» **Task description**:
Continue the review of The Girls in the Garden from its last sentence, picking up right after it ends.

» **Passage to read**:
The Girls in the Garden

In the dedication to her new novel, THE GIRLS IN THE GARDEN (originally published as THE GIRLS in the UK and since retitled to avoid confusion with Emma Cline’s book by the same name), Lisa Jewell thanks her neighbors who share a garden much like the Virginia Park that serves as the centerpiece of the novel. Well, hopefully not too much like Virginia Park, which is not only the site of neighborly gatherings but also, in the book’s very opening pages, the location of what appears to be a brutal attack on a young girl.

Eleven-year-old Pip and her 12-year-old sister, Grace, have recently moved with their mother to a new apartment that abuts Virginia Park, a private communal garden shared by all the neighbors with homes on Virginia Crescent, ranging from large manor homes to modest apartment blocks. The garden is leafy and cool, private and shady, the perfect spot for children’s imaginative wanderings and teenagers’ assignations.

"[T]he real heart of the matter...is the book’s exploration of the fear and mistrust that can arise among friends, neighbors and loved ones, even those who share everything, including a back garden."

Unbeknownst to their new neighbors, however, Pip and Grace are harboring a secret: their father isn’t just gone, or even dead as Grace has suggested. Instead, he is in a psychiatric hospital, committed after a schizophrenic break that caused him to burn down their old house, at a time when the girls easily could have been trapped inside. Grace resents her father’s absence, but Pip longs to have him back in their lives and writes him letters about their new surroundings and their beguiling new neighbors, the Howeses.

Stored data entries

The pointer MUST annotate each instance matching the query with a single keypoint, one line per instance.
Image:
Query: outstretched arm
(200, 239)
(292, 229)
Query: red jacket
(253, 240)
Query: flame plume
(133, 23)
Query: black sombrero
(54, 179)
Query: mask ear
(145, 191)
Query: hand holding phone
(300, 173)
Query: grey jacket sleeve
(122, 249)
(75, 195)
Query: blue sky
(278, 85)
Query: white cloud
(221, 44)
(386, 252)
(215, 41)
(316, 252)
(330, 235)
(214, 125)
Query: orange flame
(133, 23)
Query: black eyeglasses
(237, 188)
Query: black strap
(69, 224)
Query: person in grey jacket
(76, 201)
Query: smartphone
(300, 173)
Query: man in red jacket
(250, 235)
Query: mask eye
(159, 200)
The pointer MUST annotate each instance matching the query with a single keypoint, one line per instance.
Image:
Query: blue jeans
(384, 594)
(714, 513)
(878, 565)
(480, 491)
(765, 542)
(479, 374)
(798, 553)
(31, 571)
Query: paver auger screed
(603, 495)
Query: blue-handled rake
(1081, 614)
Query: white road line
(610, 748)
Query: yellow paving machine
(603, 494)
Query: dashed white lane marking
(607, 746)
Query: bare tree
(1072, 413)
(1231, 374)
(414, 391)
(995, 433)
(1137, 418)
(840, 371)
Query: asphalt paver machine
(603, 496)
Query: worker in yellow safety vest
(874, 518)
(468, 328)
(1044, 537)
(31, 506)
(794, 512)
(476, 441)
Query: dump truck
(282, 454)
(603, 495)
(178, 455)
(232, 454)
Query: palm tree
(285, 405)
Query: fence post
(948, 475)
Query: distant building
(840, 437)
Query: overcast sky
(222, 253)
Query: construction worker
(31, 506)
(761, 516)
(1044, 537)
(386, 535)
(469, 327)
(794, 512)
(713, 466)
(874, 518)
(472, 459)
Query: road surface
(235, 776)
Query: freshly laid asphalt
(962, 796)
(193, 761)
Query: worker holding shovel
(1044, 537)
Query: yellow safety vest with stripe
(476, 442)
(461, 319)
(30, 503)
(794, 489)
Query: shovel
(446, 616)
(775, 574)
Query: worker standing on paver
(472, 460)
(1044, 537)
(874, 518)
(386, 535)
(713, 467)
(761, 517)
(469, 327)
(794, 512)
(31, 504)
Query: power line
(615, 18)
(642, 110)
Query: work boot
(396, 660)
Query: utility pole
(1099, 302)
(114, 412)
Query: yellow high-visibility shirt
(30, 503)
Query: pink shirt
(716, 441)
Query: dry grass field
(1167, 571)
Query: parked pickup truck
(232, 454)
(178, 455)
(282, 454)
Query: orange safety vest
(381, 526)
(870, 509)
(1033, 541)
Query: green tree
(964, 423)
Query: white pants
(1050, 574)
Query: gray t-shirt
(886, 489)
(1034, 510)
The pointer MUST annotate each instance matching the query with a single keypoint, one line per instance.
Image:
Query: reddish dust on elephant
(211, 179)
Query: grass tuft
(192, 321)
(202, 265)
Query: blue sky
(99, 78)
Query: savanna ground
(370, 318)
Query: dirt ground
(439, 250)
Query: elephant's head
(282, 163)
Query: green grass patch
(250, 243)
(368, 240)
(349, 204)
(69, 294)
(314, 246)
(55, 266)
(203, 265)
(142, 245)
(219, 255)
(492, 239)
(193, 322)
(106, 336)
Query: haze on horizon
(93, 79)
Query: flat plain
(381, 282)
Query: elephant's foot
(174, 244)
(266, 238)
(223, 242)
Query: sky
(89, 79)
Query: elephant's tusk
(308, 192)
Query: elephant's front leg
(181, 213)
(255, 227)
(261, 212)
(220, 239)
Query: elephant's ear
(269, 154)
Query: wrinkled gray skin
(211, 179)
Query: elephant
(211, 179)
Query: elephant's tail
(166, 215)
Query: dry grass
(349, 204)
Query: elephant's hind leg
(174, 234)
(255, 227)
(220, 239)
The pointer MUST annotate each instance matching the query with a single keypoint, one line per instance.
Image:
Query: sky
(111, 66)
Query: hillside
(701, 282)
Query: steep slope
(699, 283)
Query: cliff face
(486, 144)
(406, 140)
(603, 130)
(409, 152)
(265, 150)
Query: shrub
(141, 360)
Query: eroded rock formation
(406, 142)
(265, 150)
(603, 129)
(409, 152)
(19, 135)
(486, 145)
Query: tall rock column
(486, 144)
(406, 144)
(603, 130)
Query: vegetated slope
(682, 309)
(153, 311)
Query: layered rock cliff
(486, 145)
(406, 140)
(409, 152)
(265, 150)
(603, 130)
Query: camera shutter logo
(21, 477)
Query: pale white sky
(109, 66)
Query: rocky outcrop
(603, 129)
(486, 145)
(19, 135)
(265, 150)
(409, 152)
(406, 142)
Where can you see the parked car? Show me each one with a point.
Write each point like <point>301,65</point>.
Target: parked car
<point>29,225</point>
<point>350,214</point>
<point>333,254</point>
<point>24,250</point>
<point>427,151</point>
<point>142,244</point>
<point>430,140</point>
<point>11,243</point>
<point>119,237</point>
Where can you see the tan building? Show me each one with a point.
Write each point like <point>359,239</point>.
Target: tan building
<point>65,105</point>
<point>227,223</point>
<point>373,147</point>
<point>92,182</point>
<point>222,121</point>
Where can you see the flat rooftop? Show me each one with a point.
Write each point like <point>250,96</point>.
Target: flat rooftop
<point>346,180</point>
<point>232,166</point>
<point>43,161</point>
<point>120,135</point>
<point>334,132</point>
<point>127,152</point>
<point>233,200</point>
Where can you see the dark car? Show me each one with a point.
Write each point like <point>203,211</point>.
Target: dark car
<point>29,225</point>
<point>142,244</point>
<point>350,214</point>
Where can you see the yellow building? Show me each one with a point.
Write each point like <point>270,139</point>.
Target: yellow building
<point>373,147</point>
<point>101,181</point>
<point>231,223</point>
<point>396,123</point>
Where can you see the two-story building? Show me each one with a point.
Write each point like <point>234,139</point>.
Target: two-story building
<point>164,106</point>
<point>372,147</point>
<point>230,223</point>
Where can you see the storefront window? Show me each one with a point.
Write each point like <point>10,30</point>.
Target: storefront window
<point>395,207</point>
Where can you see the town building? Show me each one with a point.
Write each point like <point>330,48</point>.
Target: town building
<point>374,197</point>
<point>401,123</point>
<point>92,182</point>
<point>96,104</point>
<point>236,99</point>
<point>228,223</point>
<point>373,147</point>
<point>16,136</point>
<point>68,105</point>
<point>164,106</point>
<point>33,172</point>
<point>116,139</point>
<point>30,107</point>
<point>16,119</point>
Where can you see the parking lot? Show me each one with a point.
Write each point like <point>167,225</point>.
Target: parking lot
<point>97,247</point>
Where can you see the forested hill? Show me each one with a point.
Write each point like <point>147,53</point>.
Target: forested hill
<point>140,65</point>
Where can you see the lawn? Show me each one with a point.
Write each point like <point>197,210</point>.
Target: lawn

» **Output of the exercise**:
Adele and Leo and their three teenage daughters live in Leo’s childhood mansion on one end of the park. The girls are homeschooled and have spent as much of their lives roaming wild through the park as they have in more formal settings; they have developed a fierce loyalty to one another and to their longtime neighbors. So when Pip and Grace arrive on the scene, the dynamic among the park’s young people changes, prompting suspicions and questions and even investigations into mysteries that date back decades.

“Things happen in that park differently to how they happen in the real world. Different rules apply,” remarks one character about the private park where the majority of the novel’s action occurs. Although THE GIRLS IN THE GARDEN is ostensibly a mystery, an unraveling of the violence that has occurred just before the narrative’s opening pages, real mystery fans may grow frustrated with the plotting in the first half, during which each scene can feel like an opportunity to introduce yet another character with an apparent motive. The outcome of the mystery plot is surprising nevertheless; the real heart of the matter, though, is the book’s exploration of the fear and mistrust that can arise among friends, neighbors and loved ones, even those who share everything, including a back garden.